Extracted records

◇ ◇ ◇

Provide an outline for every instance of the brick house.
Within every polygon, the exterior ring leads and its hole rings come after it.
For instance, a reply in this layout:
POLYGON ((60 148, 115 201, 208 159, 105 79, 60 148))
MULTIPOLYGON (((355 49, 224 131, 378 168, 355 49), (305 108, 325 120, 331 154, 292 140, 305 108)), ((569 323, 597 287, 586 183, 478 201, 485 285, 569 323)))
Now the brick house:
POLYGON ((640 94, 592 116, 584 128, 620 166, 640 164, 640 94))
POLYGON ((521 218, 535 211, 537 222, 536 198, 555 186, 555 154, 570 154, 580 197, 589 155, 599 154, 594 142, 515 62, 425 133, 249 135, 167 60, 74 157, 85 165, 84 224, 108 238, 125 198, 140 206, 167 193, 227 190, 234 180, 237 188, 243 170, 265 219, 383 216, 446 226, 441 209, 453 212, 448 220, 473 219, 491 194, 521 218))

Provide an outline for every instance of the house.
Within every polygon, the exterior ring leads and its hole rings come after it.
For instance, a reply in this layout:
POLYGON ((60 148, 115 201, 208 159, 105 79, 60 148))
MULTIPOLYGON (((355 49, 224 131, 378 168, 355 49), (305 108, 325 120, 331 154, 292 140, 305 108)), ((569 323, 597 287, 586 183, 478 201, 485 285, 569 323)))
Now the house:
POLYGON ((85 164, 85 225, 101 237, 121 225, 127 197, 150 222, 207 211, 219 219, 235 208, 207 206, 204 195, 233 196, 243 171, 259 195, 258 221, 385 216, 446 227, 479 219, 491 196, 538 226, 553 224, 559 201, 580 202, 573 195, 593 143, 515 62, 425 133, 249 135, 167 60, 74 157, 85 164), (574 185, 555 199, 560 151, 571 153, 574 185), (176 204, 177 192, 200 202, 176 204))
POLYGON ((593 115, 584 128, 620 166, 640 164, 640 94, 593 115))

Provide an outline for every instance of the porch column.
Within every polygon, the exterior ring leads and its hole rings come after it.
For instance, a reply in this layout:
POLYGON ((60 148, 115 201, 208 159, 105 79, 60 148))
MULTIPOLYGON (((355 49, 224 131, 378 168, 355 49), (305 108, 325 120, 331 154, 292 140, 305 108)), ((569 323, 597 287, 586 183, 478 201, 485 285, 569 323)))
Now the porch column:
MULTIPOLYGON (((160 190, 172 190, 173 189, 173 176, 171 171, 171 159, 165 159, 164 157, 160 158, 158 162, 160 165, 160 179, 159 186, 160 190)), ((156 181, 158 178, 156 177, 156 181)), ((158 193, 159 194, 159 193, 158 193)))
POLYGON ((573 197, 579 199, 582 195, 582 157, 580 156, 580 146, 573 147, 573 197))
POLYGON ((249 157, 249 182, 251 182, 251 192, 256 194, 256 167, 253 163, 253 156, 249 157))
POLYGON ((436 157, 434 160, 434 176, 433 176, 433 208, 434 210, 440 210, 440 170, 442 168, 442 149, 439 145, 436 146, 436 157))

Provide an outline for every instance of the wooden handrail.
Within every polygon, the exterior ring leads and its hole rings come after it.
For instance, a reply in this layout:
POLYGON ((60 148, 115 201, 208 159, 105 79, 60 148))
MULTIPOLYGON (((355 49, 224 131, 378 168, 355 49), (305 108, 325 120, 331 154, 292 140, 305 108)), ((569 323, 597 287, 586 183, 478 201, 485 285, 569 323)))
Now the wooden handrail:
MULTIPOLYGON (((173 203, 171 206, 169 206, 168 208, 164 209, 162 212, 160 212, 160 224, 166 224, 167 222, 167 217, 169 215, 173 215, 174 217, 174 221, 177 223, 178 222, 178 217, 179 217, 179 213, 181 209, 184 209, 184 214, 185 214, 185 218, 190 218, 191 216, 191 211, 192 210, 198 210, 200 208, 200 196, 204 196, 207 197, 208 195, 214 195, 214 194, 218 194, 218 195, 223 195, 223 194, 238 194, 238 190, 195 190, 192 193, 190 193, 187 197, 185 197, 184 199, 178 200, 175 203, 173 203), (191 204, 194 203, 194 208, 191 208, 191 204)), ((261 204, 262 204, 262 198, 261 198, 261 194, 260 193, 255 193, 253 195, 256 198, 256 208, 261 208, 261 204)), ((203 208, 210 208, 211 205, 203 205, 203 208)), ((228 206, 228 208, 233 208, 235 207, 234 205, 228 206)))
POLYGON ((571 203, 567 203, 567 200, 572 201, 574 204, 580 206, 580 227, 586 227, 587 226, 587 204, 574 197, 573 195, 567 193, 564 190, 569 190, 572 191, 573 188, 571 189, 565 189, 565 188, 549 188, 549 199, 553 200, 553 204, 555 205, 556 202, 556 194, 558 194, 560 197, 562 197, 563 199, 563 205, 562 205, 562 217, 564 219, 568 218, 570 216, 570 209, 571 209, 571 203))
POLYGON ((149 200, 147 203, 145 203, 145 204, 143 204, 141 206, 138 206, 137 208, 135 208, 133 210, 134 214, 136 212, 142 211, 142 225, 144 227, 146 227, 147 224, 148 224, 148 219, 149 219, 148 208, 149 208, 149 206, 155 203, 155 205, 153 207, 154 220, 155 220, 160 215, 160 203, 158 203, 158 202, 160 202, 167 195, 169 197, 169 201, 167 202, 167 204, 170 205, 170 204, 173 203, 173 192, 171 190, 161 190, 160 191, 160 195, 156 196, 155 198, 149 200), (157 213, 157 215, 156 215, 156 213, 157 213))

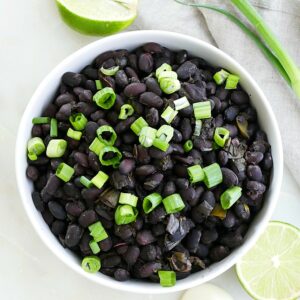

◇ ◇ ◇

-- AIM OF THE TASK --
What is needed is an exact copy of all the records, minus any pictures.

-- SOLUTION TO THIS PROBLEM --
Provide an outline for every instance of the brick house.
Within every polygon, the exterior ring leads and its hole rings come after it.
For instance, a reply in this layout:
POLYGON ((60 148, 115 201, 208 159, 105 79, 60 148))
MULTIPOLYGON (((355 49, 224 131, 378 168, 355 49), (305 108, 325 120, 331 154, 292 140, 305 108)), ((569 323, 597 287, 586 183, 478 201, 485 285, 569 323)))
Now the brick house:
POLYGON ((640 94, 592 116, 584 128, 620 166, 640 164, 640 94))
POLYGON ((521 218, 535 211, 537 222, 536 198, 555 186, 555 154, 570 154, 580 197, 589 155, 599 154, 594 142, 515 62, 425 133, 249 135, 167 60, 74 157, 85 165, 84 224, 108 238, 125 198, 140 206, 167 193, 227 190, 234 180, 237 188, 243 170, 265 219, 383 216, 446 226, 441 209, 453 212, 448 220, 473 219, 491 194, 521 218))

Provide an outline for every instance of the house.
Within every polygon, the exterior ring leads and its hole rings come after it.
For instance, a reply in this layout:
POLYGON ((60 148, 115 201, 208 159, 105 79, 60 148))
MULTIPOLYGON (((355 49, 224 131, 378 168, 355 49), (305 108, 325 120, 331 154, 292 140, 305 108)), ((569 323, 597 287, 586 183, 478 201, 485 285, 569 323)))
Now the house:
POLYGON ((85 164, 85 225, 101 237, 121 225, 127 197, 150 222, 207 211, 219 219, 235 208, 207 206, 204 195, 233 196, 243 171, 259 195, 258 221, 385 216, 446 227, 479 219, 491 196, 538 226, 553 224, 559 201, 580 202, 573 195, 593 143, 515 62, 425 133, 249 135, 167 60, 74 157, 85 164), (574 185, 555 199, 560 151, 571 153, 574 185), (176 204, 177 192, 200 202, 176 204))
POLYGON ((593 115, 584 128, 620 166, 640 164, 640 94, 593 115))

Provide an outline for every instance of the porch column.
Within every polygon, the exterior ring leads and its hole rings come after it.
For instance, a reply in this layout:
POLYGON ((60 148, 115 201, 208 159, 105 79, 60 148))
MULTIPOLYGON (((355 49, 224 131, 378 168, 355 49), (305 108, 325 120, 331 154, 292 140, 305 108)), ((569 323, 597 287, 586 183, 478 201, 485 285, 569 323)))
Now the porch column:
MULTIPOLYGON (((160 190, 172 190, 173 189, 173 176, 171 171, 171 159, 165 159, 164 157, 160 158, 158 162, 160 165, 160 179, 159 186, 160 190)), ((156 181, 158 178, 156 177, 156 181)), ((158 193, 159 194, 159 193, 158 193)))
POLYGON ((573 197, 579 199, 582 195, 582 157, 580 156, 580 146, 573 147, 573 197))
POLYGON ((249 157, 249 182, 251 182, 251 192, 256 194, 256 167, 253 163, 253 156, 249 157))
POLYGON ((436 157, 434 160, 434 176, 433 176, 433 208, 434 210, 440 210, 440 170, 442 168, 442 149, 439 145, 436 146, 436 157))

Provide an outline for every instance of the wooden handrail.
Within every polygon, the exterior ring leads and its hole rings come after it.
For instance, a reply in this layout:
POLYGON ((60 148, 115 201, 208 159, 105 79, 60 148))
MULTIPOLYGON (((355 49, 224 131, 378 168, 355 49), (305 108, 325 120, 331 154, 292 140, 305 108)), ((569 323, 597 287, 586 183, 478 201, 485 285, 569 323)))
Now the wooden handrail:
MULTIPOLYGON (((173 203, 171 206, 169 206, 168 208, 164 209, 162 212, 160 212, 160 224, 166 224, 167 222, 167 217, 169 215, 173 215, 174 217, 174 221, 177 223, 178 222, 178 217, 179 217, 179 213, 181 209, 184 209, 184 214, 185 214, 185 218, 190 218, 191 216, 191 211, 192 210, 198 210, 200 208, 200 196, 204 196, 207 197, 208 195, 214 195, 214 194, 218 194, 218 195, 223 195, 223 194, 238 194, 238 190, 195 190, 192 193, 190 193, 187 197, 185 197, 184 199, 178 200, 175 203, 173 203), (191 204, 194 203, 194 208, 191 208, 191 204)), ((261 204, 262 204, 262 198, 261 198, 261 194, 260 193, 255 193, 253 195, 256 198, 256 208, 261 208, 261 204)), ((203 208, 210 208, 211 205, 203 205, 203 208)), ((228 206, 228 208, 233 208, 235 207, 234 205, 228 206)))
POLYGON ((571 203, 567 203, 567 200, 572 201, 574 204, 580 206, 580 227, 586 227, 587 226, 587 204, 574 197, 573 195, 567 193, 564 190, 569 190, 572 191, 573 188, 571 189, 565 189, 565 188, 549 188, 549 199, 553 200, 553 204, 555 205, 556 202, 556 194, 558 194, 560 197, 562 197, 563 199, 563 205, 562 205, 562 217, 564 219, 568 218, 570 216, 570 209, 571 209, 571 203))
POLYGON ((149 200, 147 203, 145 203, 145 204, 143 204, 141 206, 138 206, 137 208, 135 208, 133 210, 134 214, 136 212, 142 211, 142 225, 144 227, 146 227, 147 224, 148 224, 148 219, 149 219, 148 208, 149 208, 149 206, 155 203, 155 205, 153 207, 154 220, 155 220, 160 215, 160 203, 158 203, 158 202, 160 202, 167 195, 169 197, 169 201, 167 202, 167 204, 170 205, 170 204, 173 203, 173 192, 171 190, 161 190, 160 191, 160 195, 156 196, 155 198, 149 200), (157 213, 157 215, 156 215, 156 213, 157 213))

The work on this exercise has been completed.